Output exactly the lines from the line that has "Annotate every instance of the white wall" through the last line of the data below, with no pictures.
-- Provided records follows --
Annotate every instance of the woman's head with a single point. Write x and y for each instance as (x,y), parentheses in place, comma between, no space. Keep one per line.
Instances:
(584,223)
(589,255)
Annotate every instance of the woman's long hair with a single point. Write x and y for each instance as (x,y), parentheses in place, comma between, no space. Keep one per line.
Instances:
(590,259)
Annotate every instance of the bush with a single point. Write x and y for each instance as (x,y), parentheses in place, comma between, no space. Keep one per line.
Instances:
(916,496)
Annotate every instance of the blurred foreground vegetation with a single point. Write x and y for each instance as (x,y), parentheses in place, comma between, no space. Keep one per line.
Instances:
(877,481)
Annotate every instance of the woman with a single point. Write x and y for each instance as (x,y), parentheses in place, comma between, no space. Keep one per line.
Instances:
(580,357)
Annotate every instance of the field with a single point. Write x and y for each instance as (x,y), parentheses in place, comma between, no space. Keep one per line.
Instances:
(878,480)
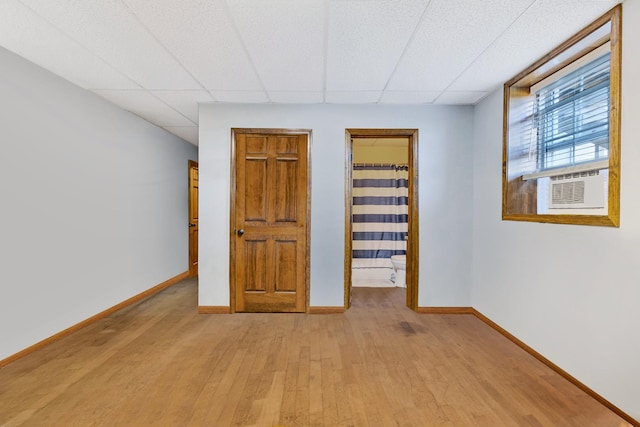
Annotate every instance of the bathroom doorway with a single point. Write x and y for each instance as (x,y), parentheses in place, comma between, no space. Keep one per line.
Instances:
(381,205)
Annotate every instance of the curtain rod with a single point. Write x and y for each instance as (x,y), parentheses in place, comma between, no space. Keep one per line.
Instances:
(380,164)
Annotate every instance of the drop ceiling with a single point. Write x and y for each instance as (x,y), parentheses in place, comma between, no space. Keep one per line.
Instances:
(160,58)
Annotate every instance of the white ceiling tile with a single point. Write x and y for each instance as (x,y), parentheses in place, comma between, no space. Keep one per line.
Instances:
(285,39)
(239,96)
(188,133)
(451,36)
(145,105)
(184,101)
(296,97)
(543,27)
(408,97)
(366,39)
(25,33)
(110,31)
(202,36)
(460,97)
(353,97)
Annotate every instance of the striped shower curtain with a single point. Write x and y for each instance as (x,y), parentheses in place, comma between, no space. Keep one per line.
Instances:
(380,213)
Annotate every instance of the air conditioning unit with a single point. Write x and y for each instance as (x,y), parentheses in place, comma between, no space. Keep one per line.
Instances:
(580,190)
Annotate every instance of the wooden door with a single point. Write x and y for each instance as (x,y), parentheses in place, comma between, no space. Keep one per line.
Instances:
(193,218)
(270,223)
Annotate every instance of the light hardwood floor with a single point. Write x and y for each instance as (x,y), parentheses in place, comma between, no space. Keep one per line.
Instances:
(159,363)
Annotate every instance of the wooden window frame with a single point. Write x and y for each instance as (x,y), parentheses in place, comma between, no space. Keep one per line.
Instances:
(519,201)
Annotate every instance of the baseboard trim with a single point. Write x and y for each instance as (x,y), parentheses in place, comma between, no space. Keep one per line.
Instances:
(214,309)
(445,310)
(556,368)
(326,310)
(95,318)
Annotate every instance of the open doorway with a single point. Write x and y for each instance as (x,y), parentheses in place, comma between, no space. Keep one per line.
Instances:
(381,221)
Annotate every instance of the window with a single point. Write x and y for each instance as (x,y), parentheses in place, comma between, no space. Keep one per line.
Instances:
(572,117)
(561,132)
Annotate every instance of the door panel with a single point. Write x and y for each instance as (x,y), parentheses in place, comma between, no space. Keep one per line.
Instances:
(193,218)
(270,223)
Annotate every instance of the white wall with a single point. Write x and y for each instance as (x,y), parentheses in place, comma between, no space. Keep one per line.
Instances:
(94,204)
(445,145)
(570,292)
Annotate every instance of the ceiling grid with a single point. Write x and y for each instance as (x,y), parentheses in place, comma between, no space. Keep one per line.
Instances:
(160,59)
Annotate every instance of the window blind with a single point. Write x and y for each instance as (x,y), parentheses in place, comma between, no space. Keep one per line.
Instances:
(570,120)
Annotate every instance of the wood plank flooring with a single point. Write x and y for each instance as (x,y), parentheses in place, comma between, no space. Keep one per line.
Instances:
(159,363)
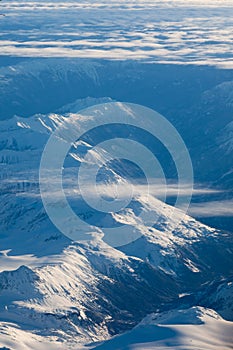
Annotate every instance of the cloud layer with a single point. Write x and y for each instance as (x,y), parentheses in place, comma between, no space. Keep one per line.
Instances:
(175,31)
-- Provided records concluded --
» Answer to the exercise
Annotate every instance of the white wall with a single point. Write x and y for each instance as (x,y), parentheses in place, comma between, no space. Keep one per line.
Instances:
(94,204)
(445,145)
(570,292)
Annotate every instance of the ceiling grid with a single point. Write x and y for each instance as (x,y), parentheses in place, comma between, no space. Keep one per line.
Instances:
(160,59)
Annotate every instance of the window blind with a single point. Write x and y for each instance as (x,y), parentheses in place, comma between, no space. Keep one per line.
Instances:
(570,120)
Annotate every instance of the wood plank flooring with a single point. Write x and y for each instance as (x,y), parentheses in place, comma between, no space. Keep one per line.
Instances:
(159,363)
Annotate every instance of the cloud layer with a single point. Write x and y for each instance as (x,y), parentheses in place, comma between, no space. Keep one per line.
Instances:
(175,31)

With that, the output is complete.